EXERCISE DATA:
- - -

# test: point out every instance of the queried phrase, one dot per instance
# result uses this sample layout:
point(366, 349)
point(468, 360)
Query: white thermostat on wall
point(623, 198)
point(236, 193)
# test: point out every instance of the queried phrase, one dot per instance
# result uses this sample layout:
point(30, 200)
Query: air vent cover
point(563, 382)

- - -

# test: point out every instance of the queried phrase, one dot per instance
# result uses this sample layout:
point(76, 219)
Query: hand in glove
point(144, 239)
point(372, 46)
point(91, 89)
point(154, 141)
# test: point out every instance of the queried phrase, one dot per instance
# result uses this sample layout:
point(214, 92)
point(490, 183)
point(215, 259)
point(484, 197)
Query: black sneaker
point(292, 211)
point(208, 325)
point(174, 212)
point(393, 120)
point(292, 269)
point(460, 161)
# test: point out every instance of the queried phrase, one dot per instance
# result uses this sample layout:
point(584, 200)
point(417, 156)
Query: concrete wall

- - -

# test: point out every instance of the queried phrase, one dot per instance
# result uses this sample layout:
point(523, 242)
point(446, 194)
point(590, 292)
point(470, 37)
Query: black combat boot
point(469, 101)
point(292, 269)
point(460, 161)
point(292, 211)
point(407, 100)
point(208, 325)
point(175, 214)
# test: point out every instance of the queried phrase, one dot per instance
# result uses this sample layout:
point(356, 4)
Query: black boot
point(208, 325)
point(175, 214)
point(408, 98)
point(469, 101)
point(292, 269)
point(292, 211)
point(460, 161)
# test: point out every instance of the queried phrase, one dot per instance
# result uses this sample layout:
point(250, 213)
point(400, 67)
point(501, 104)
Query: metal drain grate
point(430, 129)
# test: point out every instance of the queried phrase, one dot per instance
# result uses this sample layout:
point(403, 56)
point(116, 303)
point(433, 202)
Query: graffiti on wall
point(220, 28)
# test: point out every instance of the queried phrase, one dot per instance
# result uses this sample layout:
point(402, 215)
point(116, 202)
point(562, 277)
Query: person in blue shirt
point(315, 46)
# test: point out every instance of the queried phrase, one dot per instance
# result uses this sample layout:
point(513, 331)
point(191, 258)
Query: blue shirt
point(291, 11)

- - -

PROBLEM STATEMENT: From the material above, set down exactly the lines starting at the one with "Query: hand in glove" and ending at the one with "Query: concrete wall", end lines included.

RESPONSE BOX:
Query: hand in glove
point(144, 239)
point(372, 46)
point(91, 89)
point(154, 141)
# test: point out every instance of the queried phrase, one dot per instance
# result uses this sample layout:
point(214, 92)
point(490, 183)
point(215, 259)
point(484, 197)
Query: black sneaker
point(292, 211)
point(208, 325)
point(174, 212)
point(393, 120)
point(292, 269)
point(460, 161)
# test: point out every instance of the queried phrase, one dot per instance
# result uses this sample layout:
point(584, 200)
point(417, 156)
Query: concrete wall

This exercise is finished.